ジョルジオ アルマーニ ビューティのインターナショナルメイクアップアーティストであり、世界的なトップアーティストでもあるリンダ・カンテロが来日。彼女とのブレックファーストミーティングに参加してきました。

 

リンダ・カンテロは、90年代後半にカネボウのテスティモのCMで、女優の小雪と競演。そのCMでは、アイメイクを“指塗り”で、しかも濃密なネオン発色で仕上げるという、当時としてはセンセーショナルなテクニックとメイクアップでインパクトを与えたことから、覚えている人もいるかもしれません。

 

彼女は当時からVOGUEの表紙をはじめ、多くのファッション誌のカバーを担当し、2000年には“The Legendary Linda(伝説のリンダ)”という特集がアメリカンVOGUEで組まれるほどにカリスマ的存在に。さらに、トム・フォード時代のグッチのコレクションでは、スモーキーアイやニューヌードなど、数々の新しいスタイルを創出。現在はジョルジオアルマーニで数多くのクリエーションを手掛けています。

| 処理するデータ |

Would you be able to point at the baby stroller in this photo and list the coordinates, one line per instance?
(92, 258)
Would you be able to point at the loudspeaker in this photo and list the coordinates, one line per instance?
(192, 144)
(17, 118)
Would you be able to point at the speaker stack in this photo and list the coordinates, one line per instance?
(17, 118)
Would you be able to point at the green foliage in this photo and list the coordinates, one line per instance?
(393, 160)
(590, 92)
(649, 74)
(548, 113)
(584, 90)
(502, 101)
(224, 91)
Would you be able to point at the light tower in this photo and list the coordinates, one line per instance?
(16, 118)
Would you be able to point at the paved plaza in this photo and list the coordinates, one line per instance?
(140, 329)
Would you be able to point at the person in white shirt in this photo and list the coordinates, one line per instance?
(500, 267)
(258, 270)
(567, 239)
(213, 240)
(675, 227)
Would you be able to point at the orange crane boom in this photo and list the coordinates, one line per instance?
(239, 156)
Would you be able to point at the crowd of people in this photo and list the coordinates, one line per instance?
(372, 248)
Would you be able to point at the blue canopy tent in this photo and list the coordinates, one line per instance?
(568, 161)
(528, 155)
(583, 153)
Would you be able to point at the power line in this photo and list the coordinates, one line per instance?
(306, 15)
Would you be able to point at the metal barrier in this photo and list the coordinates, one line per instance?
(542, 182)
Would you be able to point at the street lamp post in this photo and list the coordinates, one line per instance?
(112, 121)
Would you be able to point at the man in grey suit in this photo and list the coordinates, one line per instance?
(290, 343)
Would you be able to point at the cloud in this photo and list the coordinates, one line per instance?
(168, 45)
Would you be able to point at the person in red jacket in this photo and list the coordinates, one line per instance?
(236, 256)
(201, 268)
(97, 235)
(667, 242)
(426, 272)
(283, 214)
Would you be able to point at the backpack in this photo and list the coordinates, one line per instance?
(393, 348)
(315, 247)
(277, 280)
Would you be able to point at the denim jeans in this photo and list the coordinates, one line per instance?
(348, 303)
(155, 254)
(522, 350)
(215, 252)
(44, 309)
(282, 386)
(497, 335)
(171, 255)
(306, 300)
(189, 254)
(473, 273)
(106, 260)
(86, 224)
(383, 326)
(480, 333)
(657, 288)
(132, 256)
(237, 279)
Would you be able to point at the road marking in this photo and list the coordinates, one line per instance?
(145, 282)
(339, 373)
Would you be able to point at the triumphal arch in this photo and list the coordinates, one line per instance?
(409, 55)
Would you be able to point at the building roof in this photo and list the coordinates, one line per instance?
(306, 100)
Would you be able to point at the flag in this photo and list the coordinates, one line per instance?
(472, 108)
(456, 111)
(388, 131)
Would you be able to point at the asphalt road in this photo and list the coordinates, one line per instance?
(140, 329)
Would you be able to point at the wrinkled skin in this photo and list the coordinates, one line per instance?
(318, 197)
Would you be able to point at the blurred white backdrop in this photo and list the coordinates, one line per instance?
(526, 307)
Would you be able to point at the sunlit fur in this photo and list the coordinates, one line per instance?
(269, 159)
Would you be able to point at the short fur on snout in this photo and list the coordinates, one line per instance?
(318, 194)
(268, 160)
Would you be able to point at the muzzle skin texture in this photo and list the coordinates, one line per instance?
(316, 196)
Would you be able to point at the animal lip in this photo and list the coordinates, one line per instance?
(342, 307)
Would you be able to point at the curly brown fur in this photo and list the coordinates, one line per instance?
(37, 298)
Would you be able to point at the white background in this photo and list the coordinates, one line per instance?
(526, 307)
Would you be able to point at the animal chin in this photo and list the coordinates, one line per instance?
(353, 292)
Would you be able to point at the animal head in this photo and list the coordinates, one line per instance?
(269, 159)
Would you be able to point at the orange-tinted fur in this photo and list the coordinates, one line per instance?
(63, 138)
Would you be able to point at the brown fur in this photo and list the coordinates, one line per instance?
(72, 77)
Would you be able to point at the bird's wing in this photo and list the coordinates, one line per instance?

| やること |
1 - リンダ・カンテロについての文章を2文でまとめてください。
2 - 記録の中で「brown」という語を含む行を、すべて書き出してください。

| 順番どおりの答え |
1 - ジョルジオ アルマーニ ビューティのインターナショナルメイクアップアーティストで世界的なトップアーティストでもあるリンダ・カンテロが来日し、筆者は彼女とのブレックファーストミーティングに参加した。彼女は90年代後半にカネボウのテスティモのCMで指塗りの濃密なネオン発色のアイメイクを見せ、VOGUEなど多くのファッション誌の表紙やトム・フォード時代のグッチのコレクションで新しいスタイルを生み出し、現在はジョルジオアルマーニで数多くのクリエーションを手掛けている。

2 -
Would you be able to point at the curly brown fur in this photo and list the coordinates, one line per instance?
Would you be able to point at the brown fur in this photo and list the coordinates, one line per instance?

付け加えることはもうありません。